What you should do
Give a verbatim repeat of the lines that run from the line containing "Practice. Place a point on every instance of the black sneaker" to the end of the data below.

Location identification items
════

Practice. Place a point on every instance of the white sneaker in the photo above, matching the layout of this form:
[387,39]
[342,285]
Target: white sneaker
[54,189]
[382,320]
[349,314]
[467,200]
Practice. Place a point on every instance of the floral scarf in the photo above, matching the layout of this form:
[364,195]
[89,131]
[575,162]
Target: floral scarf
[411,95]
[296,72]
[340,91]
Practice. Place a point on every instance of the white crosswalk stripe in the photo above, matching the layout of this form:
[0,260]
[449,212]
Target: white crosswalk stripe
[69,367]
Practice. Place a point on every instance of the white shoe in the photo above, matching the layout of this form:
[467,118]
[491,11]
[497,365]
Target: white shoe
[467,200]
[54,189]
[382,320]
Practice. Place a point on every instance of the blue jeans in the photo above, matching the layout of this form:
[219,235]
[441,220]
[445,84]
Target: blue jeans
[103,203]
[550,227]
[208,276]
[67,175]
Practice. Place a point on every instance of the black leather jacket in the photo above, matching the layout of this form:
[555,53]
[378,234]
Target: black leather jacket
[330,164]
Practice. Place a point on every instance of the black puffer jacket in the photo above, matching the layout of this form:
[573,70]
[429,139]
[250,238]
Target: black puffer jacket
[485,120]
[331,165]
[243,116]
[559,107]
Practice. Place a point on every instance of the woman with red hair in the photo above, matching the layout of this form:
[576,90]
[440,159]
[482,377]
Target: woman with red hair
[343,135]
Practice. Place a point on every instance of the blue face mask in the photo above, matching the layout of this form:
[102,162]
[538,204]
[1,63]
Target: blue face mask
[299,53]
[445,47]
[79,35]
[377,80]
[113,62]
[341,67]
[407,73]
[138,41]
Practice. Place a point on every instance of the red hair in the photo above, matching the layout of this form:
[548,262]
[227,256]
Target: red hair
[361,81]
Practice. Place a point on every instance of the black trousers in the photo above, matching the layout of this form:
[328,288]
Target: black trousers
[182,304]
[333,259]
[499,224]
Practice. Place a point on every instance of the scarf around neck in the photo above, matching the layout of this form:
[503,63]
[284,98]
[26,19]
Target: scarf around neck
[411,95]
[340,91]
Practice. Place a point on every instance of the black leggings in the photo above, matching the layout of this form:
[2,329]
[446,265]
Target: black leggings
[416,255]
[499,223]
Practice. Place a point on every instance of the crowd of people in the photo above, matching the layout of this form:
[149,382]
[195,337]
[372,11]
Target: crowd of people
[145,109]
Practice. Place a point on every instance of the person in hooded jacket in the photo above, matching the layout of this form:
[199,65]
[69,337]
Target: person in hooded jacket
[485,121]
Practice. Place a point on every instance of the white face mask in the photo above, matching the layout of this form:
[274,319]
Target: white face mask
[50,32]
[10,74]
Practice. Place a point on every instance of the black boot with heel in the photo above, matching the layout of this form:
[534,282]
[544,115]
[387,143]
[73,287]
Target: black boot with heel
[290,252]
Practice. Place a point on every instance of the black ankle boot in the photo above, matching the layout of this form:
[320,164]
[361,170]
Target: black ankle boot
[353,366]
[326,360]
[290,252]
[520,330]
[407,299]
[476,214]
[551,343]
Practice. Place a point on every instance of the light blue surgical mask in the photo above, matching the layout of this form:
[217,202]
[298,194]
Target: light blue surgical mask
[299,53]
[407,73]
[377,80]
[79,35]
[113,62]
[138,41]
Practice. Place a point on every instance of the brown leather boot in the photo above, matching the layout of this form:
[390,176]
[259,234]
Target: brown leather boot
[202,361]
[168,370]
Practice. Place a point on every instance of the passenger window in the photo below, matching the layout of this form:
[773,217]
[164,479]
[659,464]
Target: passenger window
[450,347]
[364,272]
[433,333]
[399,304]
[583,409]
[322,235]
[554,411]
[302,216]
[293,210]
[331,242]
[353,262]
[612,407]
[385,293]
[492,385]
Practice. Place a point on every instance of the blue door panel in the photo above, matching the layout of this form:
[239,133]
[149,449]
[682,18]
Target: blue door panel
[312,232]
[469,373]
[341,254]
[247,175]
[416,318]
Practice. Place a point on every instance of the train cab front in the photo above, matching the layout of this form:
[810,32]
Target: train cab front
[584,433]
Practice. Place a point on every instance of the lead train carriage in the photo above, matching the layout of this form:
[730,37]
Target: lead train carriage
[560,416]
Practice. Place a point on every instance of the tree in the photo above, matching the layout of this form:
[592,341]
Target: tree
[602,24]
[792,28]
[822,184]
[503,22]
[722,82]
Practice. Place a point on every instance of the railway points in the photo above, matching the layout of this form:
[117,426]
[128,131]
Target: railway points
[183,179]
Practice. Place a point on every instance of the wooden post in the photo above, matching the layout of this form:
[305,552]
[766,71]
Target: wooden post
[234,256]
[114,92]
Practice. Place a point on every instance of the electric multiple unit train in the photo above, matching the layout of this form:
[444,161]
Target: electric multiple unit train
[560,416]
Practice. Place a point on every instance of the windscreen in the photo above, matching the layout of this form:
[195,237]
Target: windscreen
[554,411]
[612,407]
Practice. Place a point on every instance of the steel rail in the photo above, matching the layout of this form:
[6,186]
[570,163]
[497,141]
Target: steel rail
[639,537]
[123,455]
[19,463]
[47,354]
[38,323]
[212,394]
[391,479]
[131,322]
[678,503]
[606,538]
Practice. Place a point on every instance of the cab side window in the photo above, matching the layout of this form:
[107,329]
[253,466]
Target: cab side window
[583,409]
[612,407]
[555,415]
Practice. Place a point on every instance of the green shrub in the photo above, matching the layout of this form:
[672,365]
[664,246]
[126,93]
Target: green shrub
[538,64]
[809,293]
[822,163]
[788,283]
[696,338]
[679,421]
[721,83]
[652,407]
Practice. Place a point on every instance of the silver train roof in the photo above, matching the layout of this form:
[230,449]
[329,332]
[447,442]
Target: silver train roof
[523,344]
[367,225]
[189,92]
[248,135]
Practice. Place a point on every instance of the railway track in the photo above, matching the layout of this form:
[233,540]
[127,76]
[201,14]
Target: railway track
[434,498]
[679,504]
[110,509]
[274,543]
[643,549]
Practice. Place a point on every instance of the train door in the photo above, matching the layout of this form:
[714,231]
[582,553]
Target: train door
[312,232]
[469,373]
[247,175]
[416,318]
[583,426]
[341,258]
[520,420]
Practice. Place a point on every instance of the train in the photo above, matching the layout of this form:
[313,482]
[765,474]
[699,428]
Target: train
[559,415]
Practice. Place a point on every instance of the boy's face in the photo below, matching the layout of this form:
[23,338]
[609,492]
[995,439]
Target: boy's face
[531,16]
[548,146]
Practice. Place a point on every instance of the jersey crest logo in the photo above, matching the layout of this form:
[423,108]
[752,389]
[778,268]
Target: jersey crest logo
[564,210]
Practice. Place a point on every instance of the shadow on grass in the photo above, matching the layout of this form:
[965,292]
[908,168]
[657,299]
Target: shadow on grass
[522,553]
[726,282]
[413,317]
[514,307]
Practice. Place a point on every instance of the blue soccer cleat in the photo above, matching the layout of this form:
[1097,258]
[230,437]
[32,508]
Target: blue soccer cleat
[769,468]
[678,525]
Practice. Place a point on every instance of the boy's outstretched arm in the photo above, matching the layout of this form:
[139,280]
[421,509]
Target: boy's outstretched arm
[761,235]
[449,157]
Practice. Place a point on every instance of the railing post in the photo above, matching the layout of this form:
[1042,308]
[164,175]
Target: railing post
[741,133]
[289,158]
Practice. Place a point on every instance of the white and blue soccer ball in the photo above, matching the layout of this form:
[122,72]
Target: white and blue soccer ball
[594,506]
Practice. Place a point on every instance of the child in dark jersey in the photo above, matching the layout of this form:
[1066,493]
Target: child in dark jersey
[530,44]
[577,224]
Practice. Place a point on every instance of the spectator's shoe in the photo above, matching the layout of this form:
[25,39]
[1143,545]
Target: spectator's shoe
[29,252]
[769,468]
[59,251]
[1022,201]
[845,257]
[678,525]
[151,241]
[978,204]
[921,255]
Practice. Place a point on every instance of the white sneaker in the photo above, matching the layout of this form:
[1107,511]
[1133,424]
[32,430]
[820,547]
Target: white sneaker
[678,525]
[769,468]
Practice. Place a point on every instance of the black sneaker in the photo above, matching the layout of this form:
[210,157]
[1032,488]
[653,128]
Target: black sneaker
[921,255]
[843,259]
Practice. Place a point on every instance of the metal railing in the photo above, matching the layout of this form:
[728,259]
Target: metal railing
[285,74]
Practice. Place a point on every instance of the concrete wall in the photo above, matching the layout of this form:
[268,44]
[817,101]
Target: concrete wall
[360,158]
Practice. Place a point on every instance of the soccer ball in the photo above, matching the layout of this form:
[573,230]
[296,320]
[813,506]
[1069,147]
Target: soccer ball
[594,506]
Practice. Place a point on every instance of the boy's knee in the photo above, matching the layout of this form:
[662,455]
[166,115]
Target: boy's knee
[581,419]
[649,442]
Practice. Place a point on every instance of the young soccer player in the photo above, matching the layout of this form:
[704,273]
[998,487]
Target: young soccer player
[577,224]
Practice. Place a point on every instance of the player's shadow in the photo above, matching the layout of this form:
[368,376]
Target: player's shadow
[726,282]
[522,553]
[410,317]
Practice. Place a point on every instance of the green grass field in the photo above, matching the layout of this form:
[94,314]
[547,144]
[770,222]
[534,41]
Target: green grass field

════

Solution to this exercise
Practice. Place a point on every instance of the black sneaker in the photo above, matching the layout of this form:
[210,157]
[1032,488]
[653,128]
Target: black sneaker
[921,255]
[843,259]
Practice. Place a point on every instance of the metal railing in the photo above, matching the layout of this form:
[728,259]
Target: metal railing
[285,74]
Practice. Place a point on every instance of the concrete wall in the photo above, matching the layout of this form:
[268,44]
[817,101]
Target: concrete wall
[360,158]
Practice. Place a point on every instance of the soccer ball in the photo above, matching the layout of this form:
[573,230]
[296,320]
[813,506]
[1069,147]
Target: soccer ball
[594,506]
Practice. Place a point on every instance of the boy's knee in the photo above, matching the layout of this form:
[662,455]
[166,115]
Target: boy's knee
[581,419]
[649,442]
Practice. Place a point on every instance of the young soccer player in the photo above, matching the layout of this form:
[704,273]
[998,487]
Target: young soccer player
[577,224]
Practice. Place a point on every instance of the player's shadow in the photo above, matching the layout of this form:
[368,376]
Target: player's shadow
[726,282]
[522,553]
[410,317]
Practice. Place a point on every instance of the green grass field in the photo above, matching the layout of this form:
[94,314]
[547,144]
[770,222]
[534,41]
Target: green grass field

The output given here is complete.